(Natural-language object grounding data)
━━━━━━━━━━━━━━━━━━━━

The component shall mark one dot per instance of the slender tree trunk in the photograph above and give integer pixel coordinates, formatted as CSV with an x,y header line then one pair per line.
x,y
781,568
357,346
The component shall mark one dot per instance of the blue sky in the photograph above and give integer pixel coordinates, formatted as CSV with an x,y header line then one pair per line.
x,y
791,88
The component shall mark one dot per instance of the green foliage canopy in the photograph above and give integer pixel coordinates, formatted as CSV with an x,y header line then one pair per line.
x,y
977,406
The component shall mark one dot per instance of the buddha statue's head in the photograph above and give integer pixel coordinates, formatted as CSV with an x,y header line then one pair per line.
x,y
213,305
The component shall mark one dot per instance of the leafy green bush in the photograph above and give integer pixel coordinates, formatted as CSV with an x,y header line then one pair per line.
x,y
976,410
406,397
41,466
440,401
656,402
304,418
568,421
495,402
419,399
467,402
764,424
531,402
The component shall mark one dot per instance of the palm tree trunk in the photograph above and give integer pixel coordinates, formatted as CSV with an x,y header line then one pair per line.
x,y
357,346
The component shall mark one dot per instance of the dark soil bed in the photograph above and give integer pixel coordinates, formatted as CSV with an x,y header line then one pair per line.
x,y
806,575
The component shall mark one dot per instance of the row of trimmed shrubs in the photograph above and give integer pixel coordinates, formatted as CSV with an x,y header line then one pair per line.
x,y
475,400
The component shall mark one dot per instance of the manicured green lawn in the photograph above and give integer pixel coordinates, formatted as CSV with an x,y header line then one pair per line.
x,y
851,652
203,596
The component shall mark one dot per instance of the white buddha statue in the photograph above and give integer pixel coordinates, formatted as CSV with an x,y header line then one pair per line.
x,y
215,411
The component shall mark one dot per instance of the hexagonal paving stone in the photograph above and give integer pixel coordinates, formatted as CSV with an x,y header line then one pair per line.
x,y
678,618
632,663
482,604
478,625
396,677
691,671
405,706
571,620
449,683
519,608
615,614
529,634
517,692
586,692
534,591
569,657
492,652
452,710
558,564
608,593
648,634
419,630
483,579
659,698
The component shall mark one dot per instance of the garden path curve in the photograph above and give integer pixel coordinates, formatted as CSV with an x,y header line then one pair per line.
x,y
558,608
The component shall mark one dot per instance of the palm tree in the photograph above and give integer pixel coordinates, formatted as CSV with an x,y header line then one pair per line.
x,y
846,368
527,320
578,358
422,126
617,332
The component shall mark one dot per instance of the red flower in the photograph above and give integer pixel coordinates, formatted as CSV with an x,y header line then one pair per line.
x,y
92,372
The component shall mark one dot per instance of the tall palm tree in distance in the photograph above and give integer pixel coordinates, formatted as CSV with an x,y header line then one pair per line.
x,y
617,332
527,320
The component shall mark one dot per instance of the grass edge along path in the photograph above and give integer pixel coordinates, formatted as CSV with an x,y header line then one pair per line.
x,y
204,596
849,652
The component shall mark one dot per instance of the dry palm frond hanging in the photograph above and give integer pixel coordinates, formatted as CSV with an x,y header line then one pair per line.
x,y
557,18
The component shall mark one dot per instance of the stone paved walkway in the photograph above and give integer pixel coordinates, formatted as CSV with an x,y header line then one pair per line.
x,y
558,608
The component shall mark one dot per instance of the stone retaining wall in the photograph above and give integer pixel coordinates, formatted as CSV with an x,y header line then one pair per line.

━━━━━━━━━━━━━━━━━━━━

Print all the entries above. Keep each one exact.

The component shall mark one dot per instance of the slender tree trunk in the photograph above and give integer pixel coordinates, formatted as CSV with an x,y header line then one pair per line.
x,y
781,568
357,346
The component shall mark one dot per instance of the blue sky in the photograph above and give integer pixel coordinates, formatted as CSV with an x,y header line then one pair per line.
x,y
791,88
The component shall mark one dot per instance of the green foliage canopy in the photograph above and give integer pixel coordinates, formatted as CSV with an x,y header line then one pair per line.
x,y
977,406
The component shall mark one dot per instance of the buddha statue's head in the photograph above and give integer pixel coordinates, formatted as CSV with an x,y header line then one pair per line.
x,y
213,305
The component shall mark one dot per instance of the leafy green bush in the photograph above and give integer pixel coordinates, formatted as CSV with an x,y header line then one pair per line.
x,y
976,410
406,397
41,466
440,401
656,402
304,418
568,421
495,402
419,399
467,402
764,424
531,402
The component shall mark one dot per instance of the palm tree trunk in the photograph above and give integer pixel coordinates, formatted as CSV with an x,y header line then one pair per line.
x,y
357,346
The component shall mark one dot per instance of the dark soil bed in the photograph above and give integer pixel coordinates, formatted as CSV with an x,y header line then one pair per line.
x,y
806,575
The component shall mark one dot per instance of the row of trimmed shrubs in the photograph above and give integer pixel coordinates, formatted as CSV with an x,y header line then one pair per line.
x,y
475,400
The component shall mark one dot per instance of the manicured green lawn in the photograph above and give integer pixel coordinates, formatted as CSV with an x,y header line then one pair per line.
x,y
851,652
203,596
The component shall mark one dot per instance of the white buddha statue in the photograph above and give integer pixel coordinates, formatted as CSV with an x,y header line then one pair per line.
x,y
215,411
The component shall mark one dot per instance of the hexagonal paving stone in the photograph above and give integer pixel coordinates, formatted as CSV with an x,y header line then one pair per line.
x,y
678,618
632,663
482,604
478,625
396,677
691,671
405,706
571,620
449,683
519,608
615,614
529,634
517,692
586,692
534,591
569,657
492,652
452,710
558,564
608,593
648,634
419,630
483,579
659,698
The component shall mark one dot per instance of the garden path curve in the photograph above and give integer pixel coordinates, formatted as CSV with an x,y header line then one pair per line.
x,y
558,608
The component shall mark one dot per instance of the palm tree in the photograph above and give integer pixel coordinates, formatted as CSV with an x,y header line then one pair per line.
x,y
846,368
527,320
578,358
422,126
617,332
The component shall mark one dot per instance of the red flower in the photograph above and give integer pixel coordinates, formatted as CSV with an x,y header line then one pair per line.
x,y
92,372
The component shall mark one dot per instance of the tall palm tree in distance in the photograph above and give integer pixel coordinates, formatted as CSV with an x,y header line then one pair per line.
x,y
617,332
527,320
The component shall mark one dot per instance of the grass edge along path in the photograph above and give integer pixel coordinates, formatted as CSV with an x,y header line then one pair per line.
x,y
204,596
849,652
The component shall mark one dot per instance of the dry palm frond hanging in the photograph above and give integer pixel coordinates, formatted as CSV with an x,y header line then one pair per line.
x,y
557,18
The component shall mark one dot per instance of the stone paved walkway in the photograph above and give integer pixel coordinates, formatted as CSV with an x,y header line then one pair per line.
x,y
558,608
The component shall mark one dot per instance of the stone retaining wall in the photograph above and give integer pixel coordinates, formatted as CSV with an x,y header line then one pair per line.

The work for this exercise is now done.